-- Begin Source extract --

He married the painter Andrée Shafer and moved to San Francisco with her in 1927. It was there he started to get his first poems published in a variety of magazines. His interests at this time included eastern mysticism and leftist politics. He kept company with like-minded left-wing poets such as George Oppen and Louis Zukovsky, and with them thought to rescue poetry from its supposed downslide into formalist sentimentality. They organized clubs to support struggling writers and artists.
By the early 1930s, through a correspondence with Ezra Pound, Rexroth gained an introduction to James Laughlin of New Directions, who decided to include Rexroth’s poems in the second volume of Laughlin’s pivotal annual, New Directions in Poetry and Prose in 1937. Rexroth’s first collection, In What Hour was published by Macmillan in 1940. In 1944 he published another collection, The Phoenix and the Tortoise
During the war years his actions were viewed by many as Un-American but by the late 1940s he was laying the groundwork for what would become the San Francisco Renaissance. He supported many writers such as Lawrence Ferlinghetti, Philip Whalen, Denise Levertov, William Everson, Leroi Jones and many others.
He organised weekly meetings where people could share their philosophical and poetic theories. Attendees included Robert Duncan, Richard Eberhart, Alan Ginsberg, Gary Snyder and several other of the “beat poets”.
He ran the legendary Six Gallery reading on October 7, 1955, at which Ginsberg introduced the world to "Howl." Rexroth’s own work was composed with attention to musical traditions and he performed his poems with jazz musicians. Rexroth did not wholly support the so-called "Beat Generation," and he was distinctly displeased when he became known as the father of the Beats.

-- End Source extract --

» **Set exercise 1**
Copy out the entries below, starting from their beginning and continuing through the line that contains "[[1331, 327]]", with both ends included. Omit the pictures from your copy.

-- Begin Stored rows --

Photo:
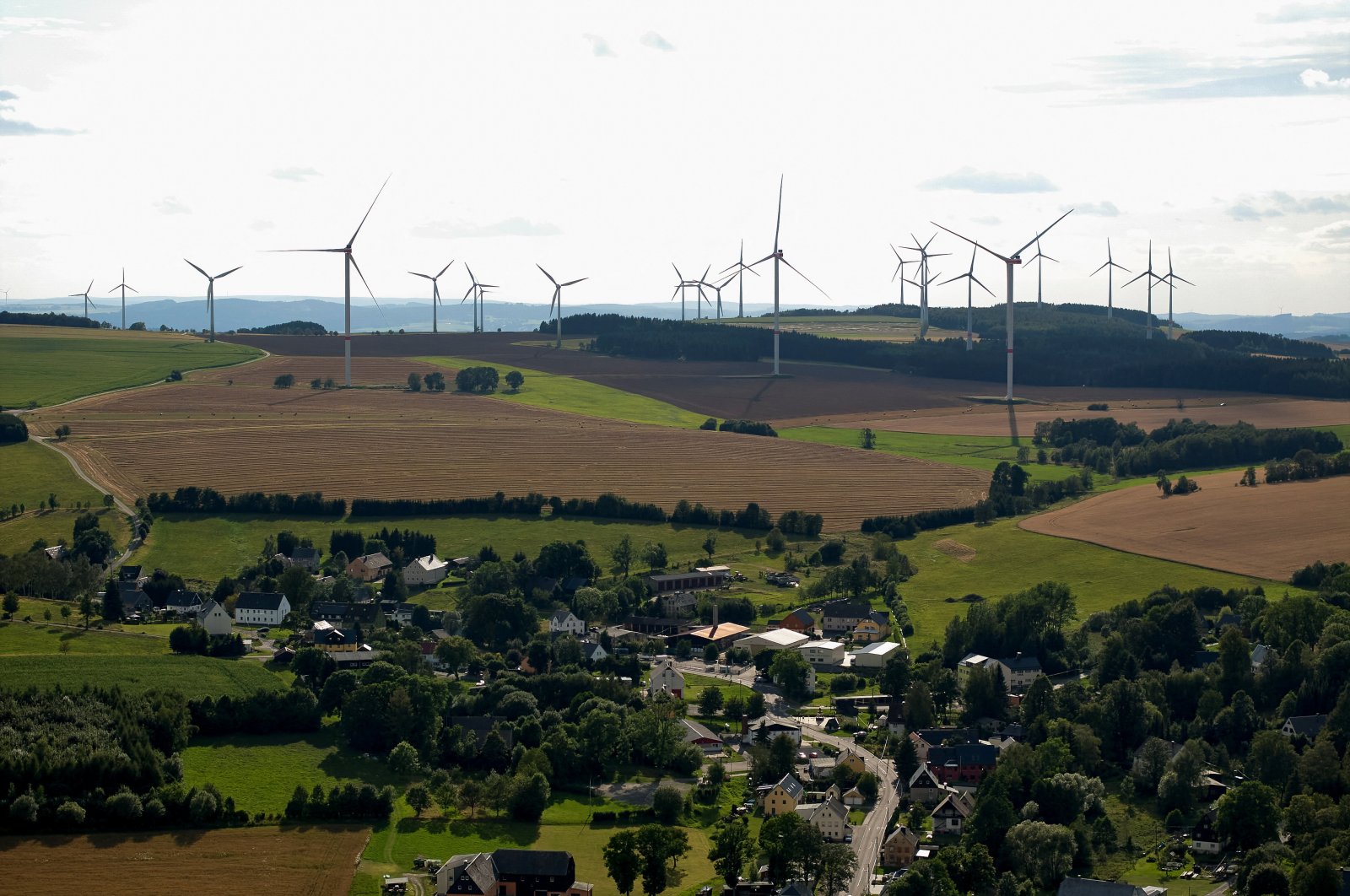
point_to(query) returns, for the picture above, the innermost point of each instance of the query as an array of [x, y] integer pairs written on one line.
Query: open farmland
[[49, 364], [398, 445], [310, 861], [1268, 532]]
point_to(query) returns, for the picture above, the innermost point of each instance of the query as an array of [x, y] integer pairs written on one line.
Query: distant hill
[[1331, 327]]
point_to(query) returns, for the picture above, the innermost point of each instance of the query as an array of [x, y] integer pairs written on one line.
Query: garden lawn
[[261, 771], [51, 364], [192, 675], [207, 548], [1009, 559], [580, 397]]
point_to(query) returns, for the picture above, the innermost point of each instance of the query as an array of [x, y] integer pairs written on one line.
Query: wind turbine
[[1010, 261], [924, 278], [435, 292], [778, 258], [969, 315], [899, 273], [84, 294], [1148, 320], [348, 262], [1171, 278], [122, 286], [1109, 267], [1040, 258], [558, 299], [211, 296]]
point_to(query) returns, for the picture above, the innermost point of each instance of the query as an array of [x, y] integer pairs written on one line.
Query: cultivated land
[[49, 364], [1268, 531], [398, 445], [315, 861]]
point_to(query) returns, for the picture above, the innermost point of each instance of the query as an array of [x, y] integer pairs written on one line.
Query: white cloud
[[506, 227], [170, 205], [1316, 78], [656, 42], [600, 46], [975, 181]]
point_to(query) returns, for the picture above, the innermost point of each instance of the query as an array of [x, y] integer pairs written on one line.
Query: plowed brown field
[[1266, 532], [315, 861], [370, 443]]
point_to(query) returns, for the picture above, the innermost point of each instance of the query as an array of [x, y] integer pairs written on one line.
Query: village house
[[780, 798], [796, 621], [877, 626], [898, 849], [512, 872], [261, 607], [829, 818], [213, 618], [424, 571], [566, 623], [949, 815], [666, 679], [370, 567], [841, 617]]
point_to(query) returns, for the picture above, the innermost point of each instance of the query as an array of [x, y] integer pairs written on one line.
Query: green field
[[580, 397], [1009, 559], [192, 675], [51, 364], [207, 548], [261, 771]]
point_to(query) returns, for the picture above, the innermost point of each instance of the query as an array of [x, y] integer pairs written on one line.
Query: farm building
[[699, 579], [424, 571], [773, 640], [875, 656], [370, 567], [261, 607], [566, 623], [510, 872]]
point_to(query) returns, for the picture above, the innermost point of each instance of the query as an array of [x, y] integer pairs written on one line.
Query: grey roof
[[260, 601]]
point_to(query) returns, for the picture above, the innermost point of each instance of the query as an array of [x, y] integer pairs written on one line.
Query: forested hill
[[1055, 347]]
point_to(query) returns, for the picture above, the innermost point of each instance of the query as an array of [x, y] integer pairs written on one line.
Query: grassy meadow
[[580, 397], [207, 548], [51, 364]]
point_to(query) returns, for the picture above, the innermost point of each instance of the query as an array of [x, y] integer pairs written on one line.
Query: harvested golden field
[[1268, 531], [312, 861], [998, 420], [398, 445]]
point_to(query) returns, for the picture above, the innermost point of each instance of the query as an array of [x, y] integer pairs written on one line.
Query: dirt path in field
[[1266, 532]]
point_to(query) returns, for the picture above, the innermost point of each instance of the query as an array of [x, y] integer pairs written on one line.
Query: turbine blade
[[368, 215]]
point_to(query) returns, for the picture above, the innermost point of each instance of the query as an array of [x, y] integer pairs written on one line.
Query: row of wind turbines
[[737, 270]]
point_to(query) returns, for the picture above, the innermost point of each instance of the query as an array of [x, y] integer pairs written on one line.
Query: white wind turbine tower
[[211, 296], [1010, 261], [899, 273], [778, 258], [1148, 320], [84, 296], [1040, 258], [123, 288], [924, 277], [969, 313], [558, 299], [348, 262], [1109, 265], [435, 292], [1171, 278]]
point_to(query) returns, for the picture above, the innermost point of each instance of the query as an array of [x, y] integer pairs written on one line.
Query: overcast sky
[[611, 139]]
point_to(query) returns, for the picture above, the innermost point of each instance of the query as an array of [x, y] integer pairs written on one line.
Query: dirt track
[[1268, 531]]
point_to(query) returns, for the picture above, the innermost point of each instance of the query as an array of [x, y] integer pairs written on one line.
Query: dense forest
[[1057, 346]]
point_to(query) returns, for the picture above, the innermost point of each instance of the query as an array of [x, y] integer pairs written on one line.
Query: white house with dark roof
[[261, 607], [424, 571], [566, 623]]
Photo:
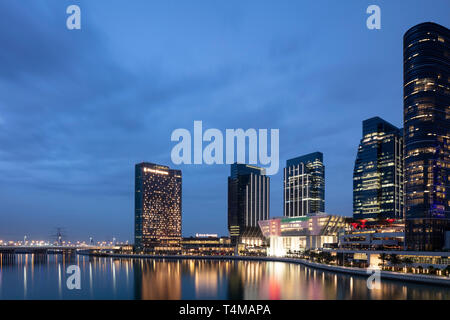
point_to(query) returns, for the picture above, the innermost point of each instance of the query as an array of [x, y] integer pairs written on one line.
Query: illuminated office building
[[304, 185], [427, 134], [378, 172], [248, 203], [157, 208]]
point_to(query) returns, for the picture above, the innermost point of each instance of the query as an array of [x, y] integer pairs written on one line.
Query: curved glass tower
[[426, 134], [378, 172]]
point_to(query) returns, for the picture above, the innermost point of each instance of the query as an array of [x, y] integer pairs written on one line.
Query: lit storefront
[[297, 234]]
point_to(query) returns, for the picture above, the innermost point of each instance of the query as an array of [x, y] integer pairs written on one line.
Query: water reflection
[[38, 277]]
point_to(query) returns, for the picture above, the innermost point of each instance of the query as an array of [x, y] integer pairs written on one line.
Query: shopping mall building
[[296, 234]]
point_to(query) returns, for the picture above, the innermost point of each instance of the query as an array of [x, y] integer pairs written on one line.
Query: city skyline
[[66, 173]]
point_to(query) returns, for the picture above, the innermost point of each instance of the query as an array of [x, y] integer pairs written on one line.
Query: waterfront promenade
[[417, 278]]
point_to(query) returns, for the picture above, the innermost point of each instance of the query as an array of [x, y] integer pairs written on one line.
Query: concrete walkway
[[418, 278]]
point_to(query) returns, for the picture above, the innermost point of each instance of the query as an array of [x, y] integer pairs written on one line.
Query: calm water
[[32, 277]]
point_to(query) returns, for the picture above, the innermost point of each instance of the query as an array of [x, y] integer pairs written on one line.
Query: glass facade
[[378, 172], [426, 131], [304, 185], [157, 208], [248, 201]]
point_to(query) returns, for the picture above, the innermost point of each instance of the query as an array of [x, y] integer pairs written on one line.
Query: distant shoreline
[[417, 278]]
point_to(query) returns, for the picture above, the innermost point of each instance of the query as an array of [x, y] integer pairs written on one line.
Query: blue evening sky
[[79, 108]]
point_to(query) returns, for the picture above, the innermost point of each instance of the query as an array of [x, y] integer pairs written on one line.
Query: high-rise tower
[[426, 50], [157, 208], [304, 185], [378, 173], [248, 203]]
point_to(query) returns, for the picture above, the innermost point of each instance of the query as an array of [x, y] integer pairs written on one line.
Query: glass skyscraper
[[378, 172], [157, 208], [304, 185], [426, 49], [248, 203]]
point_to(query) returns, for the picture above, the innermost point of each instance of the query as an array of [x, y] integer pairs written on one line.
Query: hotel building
[[304, 185], [157, 208], [378, 172], [248, 203], [426, 49]]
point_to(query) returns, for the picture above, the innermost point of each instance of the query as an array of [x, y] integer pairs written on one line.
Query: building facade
[[427, 134], [157, 208], [304, 185], [248, 203], [378, 173], [297, 234]]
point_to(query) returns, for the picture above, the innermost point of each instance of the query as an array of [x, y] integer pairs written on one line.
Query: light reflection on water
[[44, 277]]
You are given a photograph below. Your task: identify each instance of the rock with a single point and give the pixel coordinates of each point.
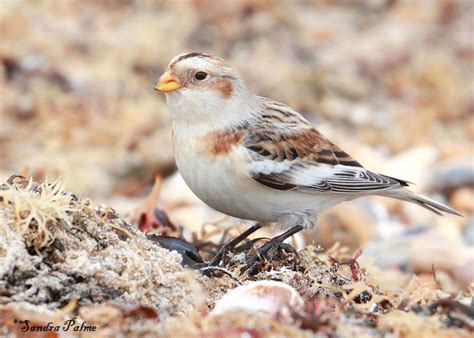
(452, 175)
(347, 223)
(462, 199)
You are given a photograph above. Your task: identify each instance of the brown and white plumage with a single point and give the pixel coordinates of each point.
(258, 159)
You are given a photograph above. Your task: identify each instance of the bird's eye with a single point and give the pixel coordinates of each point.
(200, 75)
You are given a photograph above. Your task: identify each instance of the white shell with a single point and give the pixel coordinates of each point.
(269, 297)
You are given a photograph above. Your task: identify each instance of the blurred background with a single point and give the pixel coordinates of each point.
(390, 81)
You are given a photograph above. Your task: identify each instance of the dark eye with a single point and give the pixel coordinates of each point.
(200, 75)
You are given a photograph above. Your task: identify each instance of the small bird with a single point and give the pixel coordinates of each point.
(257, 159)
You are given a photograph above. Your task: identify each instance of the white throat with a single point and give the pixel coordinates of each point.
(209, 110)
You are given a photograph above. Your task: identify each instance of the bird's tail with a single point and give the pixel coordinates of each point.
(425, 202)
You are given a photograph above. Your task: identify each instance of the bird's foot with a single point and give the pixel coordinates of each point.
(268, 250)
(221, 255)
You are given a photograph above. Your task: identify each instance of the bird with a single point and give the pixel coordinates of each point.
(257, 159)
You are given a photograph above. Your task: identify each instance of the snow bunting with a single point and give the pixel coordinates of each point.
(257, 159)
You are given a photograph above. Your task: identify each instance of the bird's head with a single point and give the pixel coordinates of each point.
(203, 87)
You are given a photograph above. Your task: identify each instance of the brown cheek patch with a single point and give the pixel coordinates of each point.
(225, 88)
(221, 142)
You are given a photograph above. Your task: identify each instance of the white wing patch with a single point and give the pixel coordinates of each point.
(321, 178)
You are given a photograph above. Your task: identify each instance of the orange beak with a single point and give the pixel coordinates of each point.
(167, 83)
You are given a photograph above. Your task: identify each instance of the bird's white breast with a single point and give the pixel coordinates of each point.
(223, 182)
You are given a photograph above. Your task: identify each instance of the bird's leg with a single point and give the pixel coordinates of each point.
(275, 242)
(232, 243)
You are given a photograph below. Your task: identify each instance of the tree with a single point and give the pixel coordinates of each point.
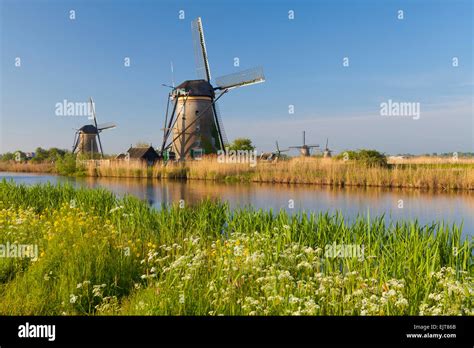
(370, 158)
(242, 144)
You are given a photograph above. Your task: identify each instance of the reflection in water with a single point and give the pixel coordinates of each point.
(453, 207)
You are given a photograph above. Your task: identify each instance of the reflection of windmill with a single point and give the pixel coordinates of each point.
(327, 152)
(194, 125)
(85, 137)
(304, 149)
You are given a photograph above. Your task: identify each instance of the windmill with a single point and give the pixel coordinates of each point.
(327, 152)
(85, 138)
(273, 156)
(304, 149)
(194, 125)
(278, 151)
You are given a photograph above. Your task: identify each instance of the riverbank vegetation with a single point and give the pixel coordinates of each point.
(100, 255)
(319, 171)
(363, 168)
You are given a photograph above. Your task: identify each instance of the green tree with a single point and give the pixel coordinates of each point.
(370, 158)
(242, 144)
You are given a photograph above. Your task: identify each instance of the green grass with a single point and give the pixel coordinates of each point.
(100, 255)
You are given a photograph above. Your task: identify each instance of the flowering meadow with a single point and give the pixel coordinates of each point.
(102, 255)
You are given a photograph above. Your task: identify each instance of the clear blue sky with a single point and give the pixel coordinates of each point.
(406, 60)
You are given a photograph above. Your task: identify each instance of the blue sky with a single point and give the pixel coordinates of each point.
(407, 60)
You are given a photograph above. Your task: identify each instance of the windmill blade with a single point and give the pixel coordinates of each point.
(93, 111)
(107, 125)
(100, 144)
(75, 144)
(219, 125)
(242, 78)
(200, 52)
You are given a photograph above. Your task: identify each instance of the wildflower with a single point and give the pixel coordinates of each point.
(72, 298)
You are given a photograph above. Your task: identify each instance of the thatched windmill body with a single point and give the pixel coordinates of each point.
(194, 125)
(87, 138)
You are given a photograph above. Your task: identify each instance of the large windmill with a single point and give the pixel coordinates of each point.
(305, 150)
(194, 125)
(85, 138)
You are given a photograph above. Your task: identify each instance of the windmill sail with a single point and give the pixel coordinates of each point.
(242, 78)
(200, 52)
(107, 125)
(220, 126)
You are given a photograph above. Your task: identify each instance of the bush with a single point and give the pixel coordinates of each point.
(66, 165)
(370, 158)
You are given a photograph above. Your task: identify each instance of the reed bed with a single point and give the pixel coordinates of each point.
(422, 173)
(28, 167)
(101, 255)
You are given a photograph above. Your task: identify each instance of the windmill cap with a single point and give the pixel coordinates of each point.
(197, 88)
(88, 129)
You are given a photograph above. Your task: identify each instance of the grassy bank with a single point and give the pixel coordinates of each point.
(19, 167)
(319, 171)
(103, 255)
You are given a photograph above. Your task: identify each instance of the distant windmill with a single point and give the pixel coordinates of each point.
(304, 149)
(278, 151)
(327, 152)
(271, 156)
(85, 138)
(195, 126)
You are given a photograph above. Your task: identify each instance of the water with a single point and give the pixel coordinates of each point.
(427, 207)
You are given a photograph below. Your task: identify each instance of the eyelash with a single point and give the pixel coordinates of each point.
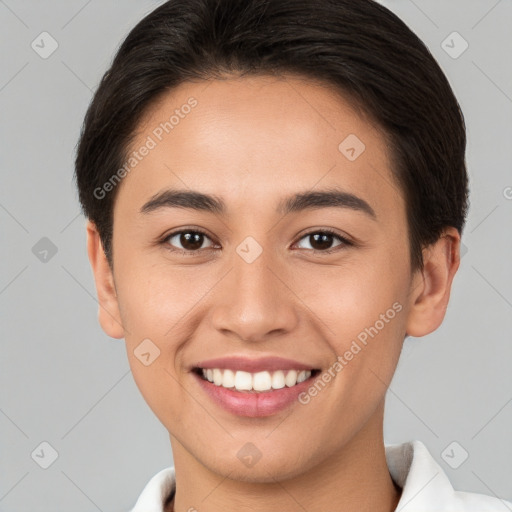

-- End Stored rows --

» **Set exercise 2**
Reproduce the passage about Rexroth word for word.

» **Solution 1**
Photo:
point_to(query) returns, for the picture above, the innermost point of each instance of the query as an array of [x, y] integer pairs written on one line.
Query: open farmland
[[49, 364], [398, 445], [310, 861], [1268, 532]]
point_to(query) returns, for the picture above, the innermost point of each instance of the query as an array of [x, y] integer pairs written on one line.
Query: distant hill
[[1331, 327]]

» **Solution 2**
He married the painter Andrée Shafer and moved to San Francisco with her in 1927. It was there he started to get his first poems published in a variety of magazines. His interests at this time included eastern mysticism and leftist politics. He kept company with like-minded left-wing poets such as George Oppen and Louis Zukovsky, and with them thought to rescue poetry from its supposed downslide into formalist sentimentality. They organized clubs to support struggling writers and artists.
By the early 1930s, through a correspondence with Ezra Pound, Rexroth gained an introduction to James Laughlin of New Directions, who decided to include Rexroth’s poems in the second volume of Laughlin’s pivotal annual, New Directions in Poetry and Prose in 1937. Rexroth’s first collection, In What Hour was published by Macmillan in 1940. In 1944 he published another collection, The Phoenix and the Tortoise
During the war years his actions were viewed by many as Un-American but by the late 1940s he was laying the groundwork for what would become the San Francisco Renaissance. He supported many writers such as Lawrence Ferlinghetti, Philip Whalen, Denise Levertov, William Everson, Leroi Jones and many others.
He organised weekly meetings where people could share their philosophical and poetic theories. Attendees included Robert Duncan, Richard Eberhart, Alan Ginsberg, Gary Snyder and several other of the “beat poets”.
He ran the legendary Six Gallery reading on October 7, 1955, at which Ginsberg introduced the world to "Howl." Rexroth’s own work was composed with attention to musical traditions and he performed his poems with jazz musicians. Rexroth did not wholly support the so-called "Beat Generation," and he was distinctly displeased when he became known as the father of the Beats.